Do this: Update everything from the line containing "splashback panel shown above." down to the line containing "(353, 1155)" by changing "instance" to "occurrence", and return only those lines with nothing else altered.

Dataset rows
::::

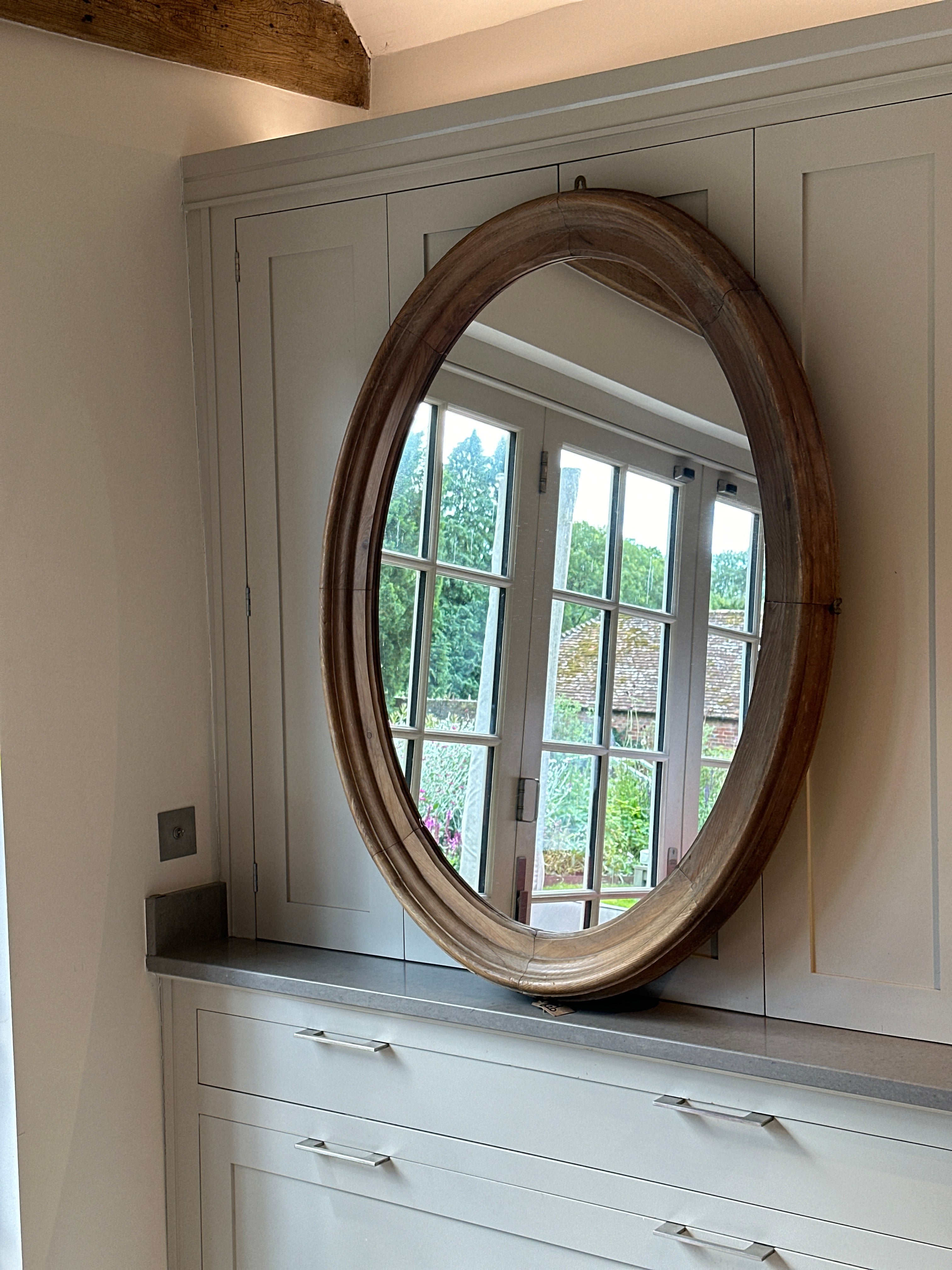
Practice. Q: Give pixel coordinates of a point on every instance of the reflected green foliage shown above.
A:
(643, 580)
(711, 781)
(729, 580)
(405, 511)
(444, 780)
(469, 502)
(398, 599)
(456, 644)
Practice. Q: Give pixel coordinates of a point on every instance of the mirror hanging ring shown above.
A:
(725, 304)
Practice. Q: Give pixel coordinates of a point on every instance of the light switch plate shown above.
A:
(177, 834)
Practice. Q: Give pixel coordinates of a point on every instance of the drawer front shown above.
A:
(267, 1204)
(841, 1176)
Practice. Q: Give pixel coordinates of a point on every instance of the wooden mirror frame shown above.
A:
(701, 276)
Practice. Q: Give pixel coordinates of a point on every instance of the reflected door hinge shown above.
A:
(527, 799)
(522, 895)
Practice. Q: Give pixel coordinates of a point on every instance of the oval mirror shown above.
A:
(579, 593)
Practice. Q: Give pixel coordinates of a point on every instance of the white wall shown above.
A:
(587, 37)
(105, 661)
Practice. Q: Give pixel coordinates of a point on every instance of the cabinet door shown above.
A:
(267, 1206)
(424, 224)
(855, 249)
(313, 305)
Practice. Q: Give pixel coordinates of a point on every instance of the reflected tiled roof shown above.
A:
(637, 668)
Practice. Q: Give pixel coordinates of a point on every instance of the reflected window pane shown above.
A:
(733, 545)
(586, 498)
(564, 828)
(397, 625)
(711, 783)
(464, 643)
(575, 657)
(638, 680)
(626, 856)
(647, 538)
(473, 502)
(724, 686)
(405, 515)
(560, 918)
(611, 908)
(400, 748)
(452, 803)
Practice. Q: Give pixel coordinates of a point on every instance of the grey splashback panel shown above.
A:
(181, 918)
(890, 1068)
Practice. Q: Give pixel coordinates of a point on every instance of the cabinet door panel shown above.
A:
(711, 180)
(267, 1206)
(855, 248)
(424, 224)
(313, 306)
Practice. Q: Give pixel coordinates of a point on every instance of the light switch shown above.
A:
(177, 834)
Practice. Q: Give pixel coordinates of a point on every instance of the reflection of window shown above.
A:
(600, 638)
(733, 642)
(606, 690)
(445, 575)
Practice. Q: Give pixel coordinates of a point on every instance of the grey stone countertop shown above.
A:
(827, 1058)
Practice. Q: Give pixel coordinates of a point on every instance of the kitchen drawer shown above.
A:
(836, 1175)
(268, 1204)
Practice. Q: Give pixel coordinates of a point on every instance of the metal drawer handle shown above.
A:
(752, 1253)
(737, 1117)
(323, 1038)
(353, 1155)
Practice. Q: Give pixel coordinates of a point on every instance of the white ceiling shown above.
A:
(389, 26)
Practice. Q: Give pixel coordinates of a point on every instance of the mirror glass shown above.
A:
(570, 595)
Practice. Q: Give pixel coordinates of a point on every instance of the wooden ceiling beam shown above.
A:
(306, 46)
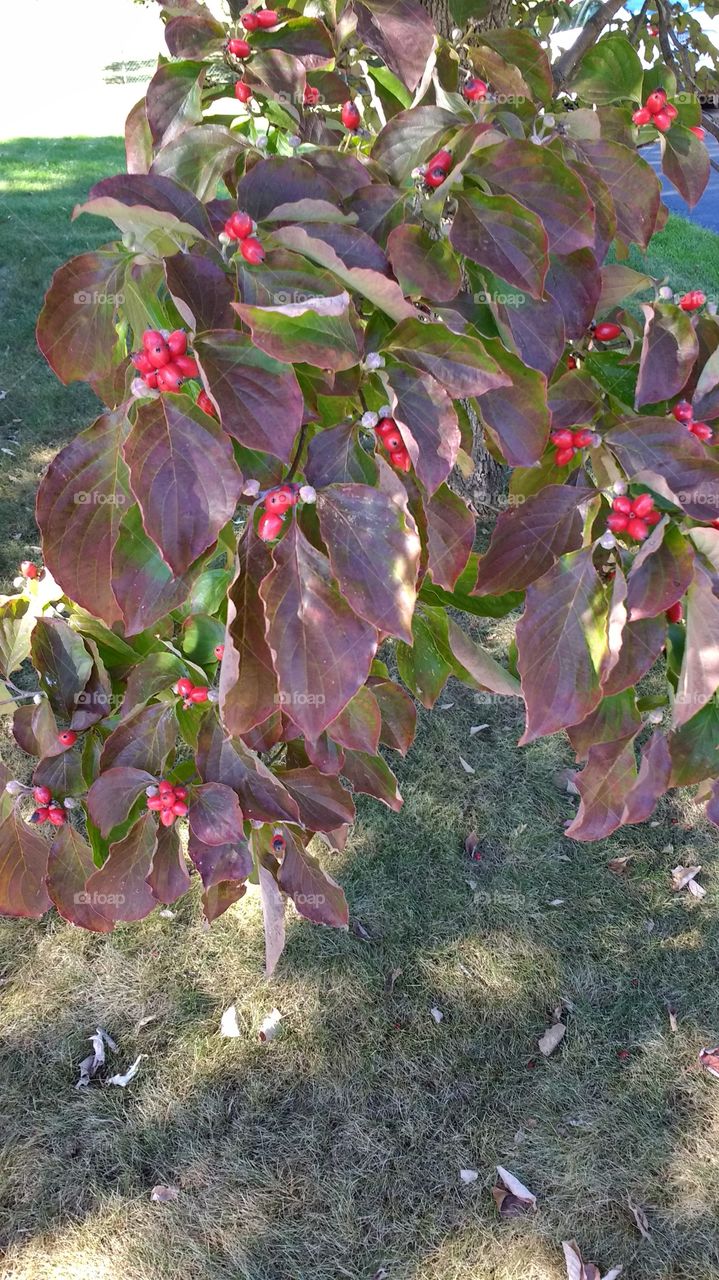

::::

Expected output:
Practice. Q: Give pixel coordinates of a point on every occurrence of the grey splashback panel shown above.
A:
(181, 918)
(890, 1068)
Practice. Q: Give pixel coordinates of a point on every occurrence of the cabinet door panel shown above.
A:
(711, 180)
(267, 1206)
(855, 248)
(424, 224)
(313, 306)
Practice. Q: Give pixel coordinates of a point on every occurrence of the light switch shown above.
A:
(177, 834)
Practice. Q: Give pixel coordinates of a point on every occurrence of the reflection of window shown above.
A:
(600, 638)
(733, 642)
(606, 690)
(445, 575)
Practice. Q: Give pixel coordinates of a point on every occurrence of the grey stone countertop shown above.
A:
(827, 1058)
Practice. Q: Give pixel coordinates of a point on every occurrence of the kitchen drawer shown above.
A:
(836, 1175)
(268, 1204)
Practice. Q: Give pixel coordinates of a point on every occurrence of the metal drawer handle shown above.
A:
(752, 1253)
(737, 1117)
(323, 1038)
(353, 1155)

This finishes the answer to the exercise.